Extract »
────────────────────────────────────────
In 1985, Nyamgavaa returned to Ulaanbaatar and became the artistic director of the Youth and Children's Theater, where he stayed until 2006. He began choosing works by Mongolian playwrights who were questioning communist ideology. They were so popular that the communist government was reticent to interfere in their production. He produced or directed over fifty plays, including many by top Mongolian playwrights. Notable were his productions of Love for Love (Mongolian: Хайрыг хайрла жүжиг) by Darmaa Batbayar (Mongolian: Дармын Батбаяр), Princess (Mongolian: Эрх гүнж) by Dorj Garmaa (Mongolian: Доржийн Гармаа), and works by journalist and playwright Tserendorjiin Baldorj (Mongolian: Ц.Балдорж сэтгүүлчийн): Raven (Kheree, Mongolian: Хэрээ) and The Wicked Women (Mongolian: Эмсүүд). Famous Mongolian actress Oidovjamts Enkhtuul (Mongolian: Ойдовжамцын Энхтуул) looked back on her role in Raven: “I had so many good roles, but the character in this play was my favorite.” Baldorj credited Nyamgavaa for his career in the arts: “It was Nyamgavaa who brought me into the world of drama and cinema. I was thrilled by his world and admired him so much that I bowed down to him.” Nyamgavaa also introduced many western plays to Mongolian audiences. Among the most notable were The Blind by Maurice Maeterlinck, and Talent and Admirers by Alexander Ostrovsky.

Nyamgavaa's return to the Youth and Children's Theater was during a transition in Mongolian culture from communism to democracy, inspired by the Russian Perestroika. Because of his willingness to resist government criticism and censorship, Nyamgavaa was very popular with and inspiring to his fellow artists and those who would head the 1990 revolution. Gombo Zoljargal (Mongolian: (Гомбын Золжаргал ) of the Mongolian National Broadcast, credits Nyamgavaa's direction of Tserendorjiin Baldorj's plays Raven (Kheree, Mongolian: Хэрээ) and The Wicked Women (Mongolian: Эмсүүд) at the Youth and Children's Theatre in the mid-80s with being a wake-up call for the young generation, who began to demand change and support democracy. These two plays were extremely popular, tapping into the desire of Mongolia's youth for a new way of life. So, although democracy did not come to Mongolia until years after the production of these plays, Nyamgavaa and Baldorj's work was inspiring the future leaders of the bloodless 1990 Democratic Revolution (Mongolian: Ардчилсан хувьсгал, Ardchilsan Khuvĭsgal).

He was able to take the Youth and Children's Theatre into the first privately owned theater in Mongolia. He served as its director and owner until 2006 after abandoning hundreds of actors and theatre staff with taxation documentation. Due to his unfair privatization of the theatre, negative attitude among peers and unpaid state-backed education loans for his daughters, he is widely seen negatively in the Mongolian public.
────────────────────────────────────────
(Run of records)
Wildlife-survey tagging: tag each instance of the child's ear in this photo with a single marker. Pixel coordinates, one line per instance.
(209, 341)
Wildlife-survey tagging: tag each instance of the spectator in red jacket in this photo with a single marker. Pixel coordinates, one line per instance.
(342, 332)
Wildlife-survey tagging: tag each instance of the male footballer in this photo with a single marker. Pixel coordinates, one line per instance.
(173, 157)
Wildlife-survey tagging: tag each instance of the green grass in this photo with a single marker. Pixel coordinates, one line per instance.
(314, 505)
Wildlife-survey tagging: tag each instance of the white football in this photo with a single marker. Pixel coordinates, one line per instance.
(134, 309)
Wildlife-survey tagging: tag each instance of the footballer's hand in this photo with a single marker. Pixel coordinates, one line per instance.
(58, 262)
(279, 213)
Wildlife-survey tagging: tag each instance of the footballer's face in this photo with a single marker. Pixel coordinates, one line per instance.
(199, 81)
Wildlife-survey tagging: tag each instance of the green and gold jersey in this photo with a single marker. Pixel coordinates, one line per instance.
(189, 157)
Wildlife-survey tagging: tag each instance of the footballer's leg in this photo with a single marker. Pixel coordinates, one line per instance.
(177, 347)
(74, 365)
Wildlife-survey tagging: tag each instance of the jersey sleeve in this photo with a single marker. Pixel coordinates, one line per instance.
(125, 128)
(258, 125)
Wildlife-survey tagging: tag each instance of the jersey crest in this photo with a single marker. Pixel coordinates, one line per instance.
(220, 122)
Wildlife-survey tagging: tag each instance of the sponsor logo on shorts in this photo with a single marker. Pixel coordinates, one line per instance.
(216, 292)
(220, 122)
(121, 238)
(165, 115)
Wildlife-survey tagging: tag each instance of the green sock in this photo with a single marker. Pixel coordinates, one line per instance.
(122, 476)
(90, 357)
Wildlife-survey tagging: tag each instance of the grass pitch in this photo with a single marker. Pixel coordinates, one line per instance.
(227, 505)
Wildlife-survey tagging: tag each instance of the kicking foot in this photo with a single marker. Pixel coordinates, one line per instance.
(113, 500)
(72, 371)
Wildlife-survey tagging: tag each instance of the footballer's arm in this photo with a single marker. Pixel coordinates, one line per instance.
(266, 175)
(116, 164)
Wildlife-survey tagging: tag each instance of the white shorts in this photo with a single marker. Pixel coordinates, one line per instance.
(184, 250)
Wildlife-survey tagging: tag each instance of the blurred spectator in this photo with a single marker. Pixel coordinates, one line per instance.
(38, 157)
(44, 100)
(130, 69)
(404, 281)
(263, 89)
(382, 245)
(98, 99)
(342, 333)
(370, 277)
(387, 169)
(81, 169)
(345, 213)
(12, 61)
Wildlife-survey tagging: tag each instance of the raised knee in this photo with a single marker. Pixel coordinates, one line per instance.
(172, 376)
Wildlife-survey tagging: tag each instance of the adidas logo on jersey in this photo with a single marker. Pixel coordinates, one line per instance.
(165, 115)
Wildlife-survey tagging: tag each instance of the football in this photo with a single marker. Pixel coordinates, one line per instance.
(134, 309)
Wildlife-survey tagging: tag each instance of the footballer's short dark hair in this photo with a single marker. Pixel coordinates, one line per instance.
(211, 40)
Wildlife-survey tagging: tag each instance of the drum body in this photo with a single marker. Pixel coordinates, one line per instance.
────────────────────────────────────────
Written request A »
Pull from the records every line that contains the string "logo", matching case exactly.
Written request B »
Carry the text about Nyamgavaa and the Youth and Children's Theater forward, starting after its last sentence.

Written reply A »
Wildlife-survey tagging: tag each instance of the sponsor logo on shorts in this photo with a single marker. Pixel coordinates, one line per instance.
Wildlife-survey tagging: tag each instance of the adidas logo on jersey in this photo with a single marker. Pixel coordinates, one line per instance.

Written reply B »
== Filmmaking Career (1982-current) ==
Nyamgavaa began his career in filmmaking in 1982 with Five Fingers of One Hand (Mongolian: Гарын таван хуруу), which he wrote and directed based on the play he had adapted from Chadraabal Lodoidamba's work for the Youth and Children's Theater. It was featured in the Moscow International Film Festival. The next year he wrote the screenplay for I Love You (Mongolian: Би чамд хайртай). In the late 1980s, he wrote two films, I Love to Fly (1987; Mongolian: Би нисэх дуртай) and The Best Treasure (1989; Mongolian: Нандин эрдэнэ), which he also directed. He also directed After Telling Story (1987; Mongolian: Үлгэр дууссан хойно).

In the early 1990s, he became better known to western filmgoers and began his career as a producer with The Running Antelope (1993; Mongolian: Цахилж яваа гөрөөс). That film, which he also directed, was featured in both the Fukuoka International Film Festival in 1993 and the Berlin International Film Festival in 1994. He next directed and produced Boi (1994; Mongolian: Бой), which was featured in the Festival of the Three Continents in Nantes, France in 1995. Rolan Bykov, Russian director and screenwriter, wrote that he was “completely shocked” by the film, which was the only Mongolian film of the time to criticize Russia. Nyamgavaa also produced and directed the film Slaughter (1995; Mongolian: Байлдан дагуулагч) during this period.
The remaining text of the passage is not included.